• [EXERCISES]:
(a) According to the ffmpeg notes, which library do burned-in subtitles need?
(b) Can you translate this sentence from the ffmpeg notes into Spanish: "Pragmatic path rule: cd to the subtitle's directory and use a bare relative filename — the filter's path escaping is the single worst quoting trap in ffmpeg, especially on Windows."

• [EXERCISE PASSAGE]:

· · ·

Filtergraph syntax (labels, chains, split), speed ramps, full filter cookbook: references/filtergraph.md.

Overlay, text, subtitles

# Watermark bottom-right with 24px margin (W/H = video, w/h = overlay dims):
ffmpeg -i in.mp4 -i logo.png -filter_complex \
  "overlay=W-w-24:H-h-24:format=auto" -c:a copy out.mp4

# Burn a running timecode (note %{pts\:hms} — the colon must be escaped INSIDE
# the drawtext argument; see Windows notes for fontfile paths):
ffmpeg -i in.mp4 -vf \
  "drawtext=text='%{pts\:hms}':fontsize=48:fontcolor=white:box=1:[email protected]:x=24:y=24" \
  -c:a copy out.mp4

# Burn-in subtitles (hard subs; needs libass). Pragmatic path rule: cd to the
# subtitle's directory and use a bare relative filename — the filter's path
# escaping is the single worst quoting trap in ffmpeg, especially on Windows.
ffmpeg -i in.mp4 -vf "subtitles=subs.srt" -c:a copy burned.mp4

# Soft subtitles (toggleable, instant — no re-encode):
ffmpeg -i in.mp4 -i subs.srt -map 0 -map 1 -c copy -c:s mov_text soft.mp4   # mp4
ffmpeg -i in.mkv -i subs.srt -map 0 -map 1 -c copy -c:s srt soft.mkv        # mkv

Styling (ASS force_style), extraction, format conversion, STT round-trip: references/subtitles.md.

· · ·

• [EXCERPTED RECORDS]:
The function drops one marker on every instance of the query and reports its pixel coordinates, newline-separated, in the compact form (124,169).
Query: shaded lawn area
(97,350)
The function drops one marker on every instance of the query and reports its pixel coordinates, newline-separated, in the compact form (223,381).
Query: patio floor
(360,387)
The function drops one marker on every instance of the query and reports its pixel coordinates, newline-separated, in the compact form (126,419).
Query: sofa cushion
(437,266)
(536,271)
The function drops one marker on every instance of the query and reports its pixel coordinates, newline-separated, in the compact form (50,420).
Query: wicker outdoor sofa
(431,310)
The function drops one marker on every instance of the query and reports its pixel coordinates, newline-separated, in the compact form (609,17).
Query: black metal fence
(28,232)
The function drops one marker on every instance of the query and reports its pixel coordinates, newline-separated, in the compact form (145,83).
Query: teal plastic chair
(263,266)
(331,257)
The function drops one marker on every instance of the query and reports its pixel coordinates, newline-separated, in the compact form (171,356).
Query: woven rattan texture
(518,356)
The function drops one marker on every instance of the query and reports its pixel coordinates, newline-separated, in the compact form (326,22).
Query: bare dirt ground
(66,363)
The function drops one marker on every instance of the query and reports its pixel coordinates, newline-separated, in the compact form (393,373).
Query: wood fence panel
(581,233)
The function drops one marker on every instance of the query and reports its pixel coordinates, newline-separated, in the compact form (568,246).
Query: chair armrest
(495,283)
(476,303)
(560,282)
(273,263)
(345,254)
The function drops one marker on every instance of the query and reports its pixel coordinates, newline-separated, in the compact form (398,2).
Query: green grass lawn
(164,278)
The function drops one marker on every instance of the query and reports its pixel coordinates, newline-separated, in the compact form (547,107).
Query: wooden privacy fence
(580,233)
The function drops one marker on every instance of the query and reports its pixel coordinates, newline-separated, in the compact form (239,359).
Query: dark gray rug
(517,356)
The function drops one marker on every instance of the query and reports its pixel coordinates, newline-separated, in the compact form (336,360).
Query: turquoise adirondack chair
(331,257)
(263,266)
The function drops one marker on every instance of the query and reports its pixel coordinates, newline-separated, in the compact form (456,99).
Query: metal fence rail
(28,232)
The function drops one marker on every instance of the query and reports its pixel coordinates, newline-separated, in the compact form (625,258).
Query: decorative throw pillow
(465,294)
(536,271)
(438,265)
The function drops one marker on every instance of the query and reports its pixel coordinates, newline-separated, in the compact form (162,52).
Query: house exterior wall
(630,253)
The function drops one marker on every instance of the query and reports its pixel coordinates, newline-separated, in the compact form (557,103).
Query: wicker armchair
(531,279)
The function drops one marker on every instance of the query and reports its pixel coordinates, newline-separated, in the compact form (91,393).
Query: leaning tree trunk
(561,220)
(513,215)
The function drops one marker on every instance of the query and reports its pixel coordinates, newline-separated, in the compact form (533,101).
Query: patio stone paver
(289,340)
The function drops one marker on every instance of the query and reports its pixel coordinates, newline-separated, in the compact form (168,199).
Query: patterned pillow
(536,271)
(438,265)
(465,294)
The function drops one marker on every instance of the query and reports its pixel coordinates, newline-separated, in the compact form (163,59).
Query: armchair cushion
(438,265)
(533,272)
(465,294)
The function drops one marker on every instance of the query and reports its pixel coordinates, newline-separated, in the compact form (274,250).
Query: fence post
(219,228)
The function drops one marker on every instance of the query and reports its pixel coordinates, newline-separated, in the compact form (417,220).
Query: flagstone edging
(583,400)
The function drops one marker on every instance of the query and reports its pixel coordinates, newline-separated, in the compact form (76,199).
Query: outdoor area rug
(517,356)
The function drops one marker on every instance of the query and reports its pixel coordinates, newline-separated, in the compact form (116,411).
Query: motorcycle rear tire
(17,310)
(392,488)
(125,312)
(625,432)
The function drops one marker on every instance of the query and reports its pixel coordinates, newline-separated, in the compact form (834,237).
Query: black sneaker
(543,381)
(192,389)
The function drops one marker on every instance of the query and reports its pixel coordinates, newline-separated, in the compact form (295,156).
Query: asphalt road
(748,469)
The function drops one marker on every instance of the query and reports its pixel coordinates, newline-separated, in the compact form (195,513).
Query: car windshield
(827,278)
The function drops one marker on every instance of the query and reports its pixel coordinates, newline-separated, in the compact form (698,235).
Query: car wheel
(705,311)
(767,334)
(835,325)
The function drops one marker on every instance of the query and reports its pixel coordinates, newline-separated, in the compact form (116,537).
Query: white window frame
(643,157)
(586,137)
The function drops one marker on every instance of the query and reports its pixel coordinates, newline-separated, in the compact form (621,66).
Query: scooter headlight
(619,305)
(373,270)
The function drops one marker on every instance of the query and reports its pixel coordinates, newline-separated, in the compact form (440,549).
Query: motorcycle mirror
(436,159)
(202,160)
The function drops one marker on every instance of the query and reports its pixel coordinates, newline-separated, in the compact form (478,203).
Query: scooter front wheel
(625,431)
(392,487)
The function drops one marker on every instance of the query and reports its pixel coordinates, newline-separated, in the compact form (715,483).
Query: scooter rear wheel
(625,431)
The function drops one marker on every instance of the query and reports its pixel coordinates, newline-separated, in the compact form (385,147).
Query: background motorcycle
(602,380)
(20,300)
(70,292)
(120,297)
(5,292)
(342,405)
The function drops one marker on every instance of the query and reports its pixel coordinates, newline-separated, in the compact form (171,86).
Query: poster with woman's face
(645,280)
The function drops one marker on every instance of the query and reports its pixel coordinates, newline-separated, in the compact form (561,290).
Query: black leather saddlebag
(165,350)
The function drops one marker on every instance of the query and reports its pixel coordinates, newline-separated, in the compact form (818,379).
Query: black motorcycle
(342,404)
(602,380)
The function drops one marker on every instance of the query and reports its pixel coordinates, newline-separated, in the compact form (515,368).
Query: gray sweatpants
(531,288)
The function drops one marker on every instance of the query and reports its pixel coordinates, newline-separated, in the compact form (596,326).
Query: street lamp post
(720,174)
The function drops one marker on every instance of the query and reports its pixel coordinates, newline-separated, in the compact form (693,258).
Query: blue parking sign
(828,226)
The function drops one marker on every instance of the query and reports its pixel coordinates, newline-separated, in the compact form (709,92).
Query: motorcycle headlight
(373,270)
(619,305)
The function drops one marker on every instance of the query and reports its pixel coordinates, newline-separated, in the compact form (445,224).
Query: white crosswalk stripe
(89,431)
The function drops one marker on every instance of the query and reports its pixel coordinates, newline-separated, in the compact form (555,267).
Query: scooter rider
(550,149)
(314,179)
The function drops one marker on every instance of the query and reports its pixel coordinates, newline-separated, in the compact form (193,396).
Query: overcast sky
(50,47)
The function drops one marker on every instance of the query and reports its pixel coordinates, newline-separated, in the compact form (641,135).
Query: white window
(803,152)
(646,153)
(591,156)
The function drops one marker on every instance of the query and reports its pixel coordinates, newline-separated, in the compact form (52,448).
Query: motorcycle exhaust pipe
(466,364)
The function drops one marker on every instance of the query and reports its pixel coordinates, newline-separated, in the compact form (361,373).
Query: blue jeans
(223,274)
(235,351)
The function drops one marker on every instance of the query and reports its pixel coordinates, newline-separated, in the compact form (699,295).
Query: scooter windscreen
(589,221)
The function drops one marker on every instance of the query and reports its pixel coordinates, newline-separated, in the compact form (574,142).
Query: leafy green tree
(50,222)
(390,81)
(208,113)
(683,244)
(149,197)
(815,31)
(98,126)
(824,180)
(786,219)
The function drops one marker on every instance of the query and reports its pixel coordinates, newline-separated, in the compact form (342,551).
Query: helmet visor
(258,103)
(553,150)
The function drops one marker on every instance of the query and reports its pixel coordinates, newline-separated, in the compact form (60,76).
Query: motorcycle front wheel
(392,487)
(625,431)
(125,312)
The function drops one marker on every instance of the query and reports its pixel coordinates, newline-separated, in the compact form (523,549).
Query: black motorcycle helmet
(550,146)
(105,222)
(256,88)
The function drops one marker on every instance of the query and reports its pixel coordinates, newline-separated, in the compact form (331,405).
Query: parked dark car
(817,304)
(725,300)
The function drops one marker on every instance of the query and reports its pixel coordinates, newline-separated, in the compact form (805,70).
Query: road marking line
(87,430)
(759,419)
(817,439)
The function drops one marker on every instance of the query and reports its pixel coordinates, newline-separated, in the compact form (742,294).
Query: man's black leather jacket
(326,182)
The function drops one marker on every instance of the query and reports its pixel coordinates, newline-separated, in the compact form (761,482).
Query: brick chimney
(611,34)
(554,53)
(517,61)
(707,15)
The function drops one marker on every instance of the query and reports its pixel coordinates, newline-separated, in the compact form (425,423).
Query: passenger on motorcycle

· · ·

• [SET OF ANSWERS]:
(a) libass

(b) Regla práctica para las rutas: haz cd al directorio del subtítulo y usa un nombre de archivo relativo simple; el escape de rutas del filtro es la peor trampa de entrecomillado de ffmpeg, sobre todo en Windows.